◆ **COSA SI CHIEDE**
1. Riassumi in due frasi l'intervista sul film girato a Sauris.
2. Nell'intervista sul film girato a Sauris, quanti anni di sopralluoghi sono stati necessari per costruire il film?
3. Prosegui l'intervista sul film girato a Sauris, riprendendo subito dopo la sua ultima frase.

◆ **ESTRATTO**
Nasce dalla ricerca di un Paradiso e di una nuova vita, dalla volontà del protagonista di reinventarsi in un posto lontano da tutto e tutti, immerso nella neve e in luoghi che non conosce. Il titolo potrebbe sembrare quasi ironico, ma rappresenta l’obiettivo del protagonista: ricostruire il proprio Paradiso, che altro non è, poi, che l’obiettivo del costruire un futuro per la figlia che sta per nascere.
Il film è stato girato in una valle isolata del Friuli-Venezia Giulia, a Sauris, paesino di qualche centinaio di anime fondato, secondo la leggenda, da due soldati tedeschi stanchi della guerra. Come mai la scelta di questa location così suggestiva?
È un paese stupendo dove si trova una comunità molto forte. È interessante, con origini germaniche, si parla un dialetto che è un tedesco del 1300. Ma è anche un posto molto aperto a ciò che viene dall’esterno, dove si svolgono molte attività culturali rinomate, come il Carnevale di Sauris. Per Calogero è un posto distante da tutto, duro, perché le montagne che lo circondano sono la rappresentazione dei suoi limiti interiori, ma al tempo stesso anche poetico.
Sempre Sauris sarà al centro del suo prossimo film, un documentario che ricostruisce il percorso del piccolo villaggio di montagna e della sua lingua.
Conoscendo più da vicino il posto e vivendo lì parecchio tempo – per la costruzione del film ci sono voluti cinque anni di sopralluoghi- ho avuto voglia di approfondire la storia locale. Ho deciso così di fare un documentario su questo luogo, che conoscevo già da bambino, ma in cui non andavo da molto tempo. Tornarci è stata una riscoperta, la possibilità di sfruttare nuove energie e avere uno sguardo nuovo sulle cose, come quello che ho affidato al mio protagonista Calogero.
Com’è avvenuta la scelta dei due protagonisti, Vincenzo Nemolado e Giovanni Calcagno, così diversi tra loro sia a livello fisico che di carattere, ma entrambi portatori nel film di un profondo senso di spaesamento e perdita?
Inizialmente cercavo attori realmente siciliani per il personaggio di Calogero, ho incontrato molti artisti straordinari che però non rispecchiavano in tutto ciò che cercavo. Quando ho conosciuto Vincenzo Nemolado, pur non avendo gli elementi fisici che avevo in mente, ho avuto un vero colpo di fulmine, sono stato colpito dal suo cuore. Vincenzo, poi, ha lavorato duramente per un anno nello studio del siciliano stretto e nel film lo parla in una maniera incredibile, molti siciliani me lo hanno confermato. Con Giovanni, invece, è stato tutto molto più rapido: è stato uno dei primi attori incontrati. Alla fine del casting ci siamo con piacere accorti che la coppia Vincenzo-Giovanni funzionava molto bene, anche da un punto di vista fisco e di energia. Erano perfetti per quello che stavo cercando.

Dati di puntamento delle regioni:
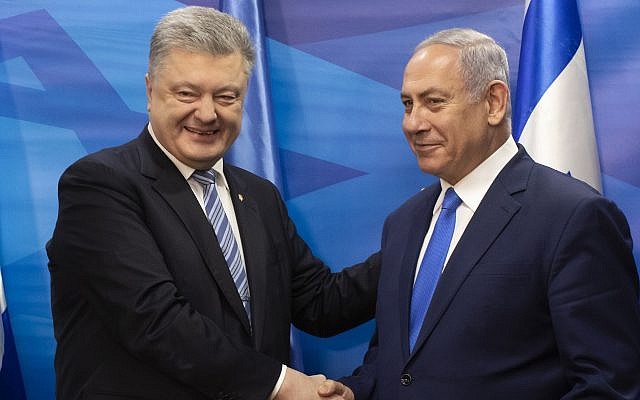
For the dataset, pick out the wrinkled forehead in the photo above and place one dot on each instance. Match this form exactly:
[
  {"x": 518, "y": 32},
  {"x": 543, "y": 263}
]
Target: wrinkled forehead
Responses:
[{"x": 434, "y": 65}]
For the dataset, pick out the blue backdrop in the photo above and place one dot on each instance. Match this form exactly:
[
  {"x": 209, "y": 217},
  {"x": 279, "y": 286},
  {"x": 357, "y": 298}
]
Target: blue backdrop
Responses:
[{"x": 72, "y": 82}]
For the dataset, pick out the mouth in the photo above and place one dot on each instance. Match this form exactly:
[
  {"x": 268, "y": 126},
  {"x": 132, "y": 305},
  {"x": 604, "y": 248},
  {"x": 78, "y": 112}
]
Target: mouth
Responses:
[
  {"x": 426, "y": 146},
  {"x": 201, "y": 132}
]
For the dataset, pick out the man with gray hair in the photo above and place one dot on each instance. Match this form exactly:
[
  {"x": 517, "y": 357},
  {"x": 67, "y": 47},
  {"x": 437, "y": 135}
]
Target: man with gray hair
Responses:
[
  {"x": 507, "y": 279},
  {"x": 175, "y": 275}
]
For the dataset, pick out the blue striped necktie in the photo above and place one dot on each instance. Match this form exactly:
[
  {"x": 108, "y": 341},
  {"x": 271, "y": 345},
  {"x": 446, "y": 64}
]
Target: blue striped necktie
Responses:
[
  {"x": 432, "y": 264},
  {"x": 222, "y": 228}
]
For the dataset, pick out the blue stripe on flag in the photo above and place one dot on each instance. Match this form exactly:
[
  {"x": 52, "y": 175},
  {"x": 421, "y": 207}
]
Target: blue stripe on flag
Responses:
[
  {"x": 552, "y": 34},
  {"x": 11, "y": 384},
  {"x": 255, "y": 149}
]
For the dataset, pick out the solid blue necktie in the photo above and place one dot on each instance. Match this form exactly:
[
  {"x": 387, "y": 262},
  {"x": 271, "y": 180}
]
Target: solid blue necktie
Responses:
[
  {"x": 222, "y": 228},
  {"x": 432, "y": 264}
]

◆ **RISPOSTE**
1. Il film nasce dal desiderio del protagonista di costruirsi un nuovo Paradiso, cioè un futuro per la figlia che sta per nascere, ed è stato girato a Sauris, un paese isolato del Friuli-Venezia Giulia con origini germaniche. L'intervistato annuncia un documentario su Sauris e racconta come ha scelto i due protagonisti, Vincenzo Nemolado e Giovanni Calcagno.

2. Cinque anni.

3.
Tra i momenti più esilaranti del film il goffo approccio dei due protagonisti con lo Schuhplattler, la tipica danza tirolese per soli uomini. Era un elemento previsto sin dalla prima fase di scrittura del film?
Assolutamente sì. Sul set abbiamo, poi, lavorato con un gruppo di ballerini professionisti provenienti da un paese vicino Sauris, dove lo Schuhplattler è una questione culturale e quasi la metà degli abitanti lo balla, indipendentemente dall’età. Sono stati bravissimi a coinvolgere gli attori, a spingerli a esprimere il massimo della loro capacità fisica ed espressiva. Nel ballo di coppia le movenze lente e colorate di Giovanni, con le sue grandi braccia, si incontrano con la gracilità di Vincenzo, in una danza rude in cui il confronto avviene quasi attraverso lo scontro.
Il film ha avuto percorso distributivo più lungo del previsto, a causa del particolare momento che stiamo vivendo, ma arriva finalmente in sala dall’8 ottobre. Non si è mai pensato ad un’uscita differente?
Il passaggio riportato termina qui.